Las prescripciones peligrosas
Efectos secundarios, de Steven Soderbergh
Por José Havel
Steven Soderbergh fue aclamado en el pasado Festival de Berlín por Efectos secundarios (2013), obra a la que el ecléctico autor de títulos como Sexo, mentiras y cintas de vídeo (1989) o Traffic (2000) considera la última de su filmografía antes de consagrarse a la pintura, aun cuando pudo simultanear su rodaje con la realización de Behind the Candelabra, biopic HBO del popular pianista Liberace en actual fase de posproducción.

• DATOS SUMINISTRADOS

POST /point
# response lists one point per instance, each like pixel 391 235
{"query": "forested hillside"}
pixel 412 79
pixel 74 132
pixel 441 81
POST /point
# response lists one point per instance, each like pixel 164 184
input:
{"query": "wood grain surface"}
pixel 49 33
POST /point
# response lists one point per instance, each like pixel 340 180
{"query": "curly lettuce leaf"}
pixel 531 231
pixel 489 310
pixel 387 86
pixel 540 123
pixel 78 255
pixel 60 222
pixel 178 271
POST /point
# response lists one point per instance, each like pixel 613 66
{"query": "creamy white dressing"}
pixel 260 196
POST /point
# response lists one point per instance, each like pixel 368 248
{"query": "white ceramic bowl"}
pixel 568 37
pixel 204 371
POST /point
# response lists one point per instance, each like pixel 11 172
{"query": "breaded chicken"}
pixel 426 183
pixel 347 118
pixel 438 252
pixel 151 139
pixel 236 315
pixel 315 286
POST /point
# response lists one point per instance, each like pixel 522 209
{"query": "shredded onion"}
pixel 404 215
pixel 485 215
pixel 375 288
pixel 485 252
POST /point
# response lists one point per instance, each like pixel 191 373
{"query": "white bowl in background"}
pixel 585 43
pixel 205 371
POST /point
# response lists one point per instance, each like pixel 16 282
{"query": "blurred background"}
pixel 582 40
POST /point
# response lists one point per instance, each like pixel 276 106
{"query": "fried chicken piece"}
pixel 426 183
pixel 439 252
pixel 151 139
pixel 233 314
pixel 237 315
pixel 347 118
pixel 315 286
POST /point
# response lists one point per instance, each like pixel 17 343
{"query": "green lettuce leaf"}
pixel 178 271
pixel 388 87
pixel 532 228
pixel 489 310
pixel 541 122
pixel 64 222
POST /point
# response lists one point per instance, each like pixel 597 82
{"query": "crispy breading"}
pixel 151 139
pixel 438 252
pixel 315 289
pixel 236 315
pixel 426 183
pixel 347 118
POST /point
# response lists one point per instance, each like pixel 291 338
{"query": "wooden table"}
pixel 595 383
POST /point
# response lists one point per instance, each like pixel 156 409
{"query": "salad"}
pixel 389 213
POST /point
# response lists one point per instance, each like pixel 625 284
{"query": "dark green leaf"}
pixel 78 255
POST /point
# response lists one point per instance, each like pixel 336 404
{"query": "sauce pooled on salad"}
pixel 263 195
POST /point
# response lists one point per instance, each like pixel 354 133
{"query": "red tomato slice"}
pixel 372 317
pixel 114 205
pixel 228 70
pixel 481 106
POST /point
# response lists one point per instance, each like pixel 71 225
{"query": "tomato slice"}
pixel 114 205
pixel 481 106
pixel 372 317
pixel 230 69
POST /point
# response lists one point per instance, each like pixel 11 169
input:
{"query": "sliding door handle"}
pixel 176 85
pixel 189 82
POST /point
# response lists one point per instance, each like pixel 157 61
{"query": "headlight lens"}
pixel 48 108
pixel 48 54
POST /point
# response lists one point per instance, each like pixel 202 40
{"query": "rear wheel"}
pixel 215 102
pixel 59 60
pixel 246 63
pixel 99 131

• ACTIVIDAD PROPUESTA 1
Responde con datos de la reseña sobre Efectos secundarios:
(a) ¿En qué festival fue aclamado Steven Soderbergh por esta película?
(b) ¿A qué actividad piensa consagrarse el director después de esta obra?
(c) ¿De qué pianista es el biopic Behind the Candelabra?
• ACTIVIDAD PROPUESTA 2
Prosigue la reseña de Efectos secundarios a partir de su última oración.

• RESULTADO DEL EJERCICIO 1
(a) En el pasado Festival de Berlín.
(b) A la pintura.
(c) Del popular pianista Liberace.

• RESULTADO DEL EJERCICIO 2
Filme de aliento hitchcock-polanskiano sobre los tejemanejes y la corrupción de la industria farmacéutica, Efectos secundarios se dispara argumentalmente desde el personaje de Emily (Rooney Mara), mujer de Martin Taylor (Channing Tatum), un ejecutivo de Wall Street recién salido de prisión tras haber cumplido condena de cuatro años por un delito bursátil de información privilegiada. Tal anómala situación doméstica ha provocado en la mujer —ya tratada de depresión con anterioridad— trastornos graves, impulsos suicidas. Entonces el doctor Jonathan Banks (Jude Law), su nuevo terapeuta, decide prescribirle Ablixa, psicofármaco experimental que un gran laboratorio le ha encargado testar con pacientes. Pero lo hace con el beneplácito de la antigua psiquiatra de Emily, Victoria Siebert (Catherine Zeta-Jones). La medicación es tan fuerte que la sonambulizada Emily dice no recordar nada cuando su marido aparece apuñalado con sus huellas en el arma homicida. Al atraer el destino trágico del joven matrimonio la atención de los medios de comunicación, el doctor Banks queda expuesto en el ojo de un huracán de turbio origen.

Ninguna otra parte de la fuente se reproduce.